Copy out the data below. Leave nothing out and alter nothing.

-------------------------

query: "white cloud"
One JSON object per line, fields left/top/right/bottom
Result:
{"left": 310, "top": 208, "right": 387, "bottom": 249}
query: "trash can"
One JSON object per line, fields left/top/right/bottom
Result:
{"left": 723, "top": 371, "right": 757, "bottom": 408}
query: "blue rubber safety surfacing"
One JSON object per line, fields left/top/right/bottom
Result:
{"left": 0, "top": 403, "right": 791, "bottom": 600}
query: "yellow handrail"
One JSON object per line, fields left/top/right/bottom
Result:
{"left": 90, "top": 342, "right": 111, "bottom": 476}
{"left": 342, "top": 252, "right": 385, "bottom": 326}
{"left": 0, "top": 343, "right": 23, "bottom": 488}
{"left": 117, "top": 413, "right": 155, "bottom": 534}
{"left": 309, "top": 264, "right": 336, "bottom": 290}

-------------------------

RESPONSE TO THIS TASK:
query: "white cloud"
One JSON object per line, fields left/top/right/bottom
Result:
{"left": 310, "top": 208, "right": 387, "bottom": 249}
query: "trash can"
One JSON object per line, fields left/top/right/bottom
Result:
{"left": 723, "top": 371, "right": 757, "bottom": 408}
query: "blue rubber safety surfacing"
One JSON object per line, fields left/top/right/bottom
Result:
{"left": 0, "top": 403, "right": 791, "bottom": 600}
query: "yellow handrail"
One JSON object per line, fields left/top/right/bottom
Result:
{"left": 90, "top": 342, "right": 111, "bottom": 476}
{"left": 342, "top": 252, "right": 385, "bottom": 326}
{"left": 0, "top": 343, "right": 23, "bottom": 488}
{"left": 117, "top": 413, "right": 155, "bottom": 534}
{"left": 309, "top": 264, "right": 336, "bottom": 290}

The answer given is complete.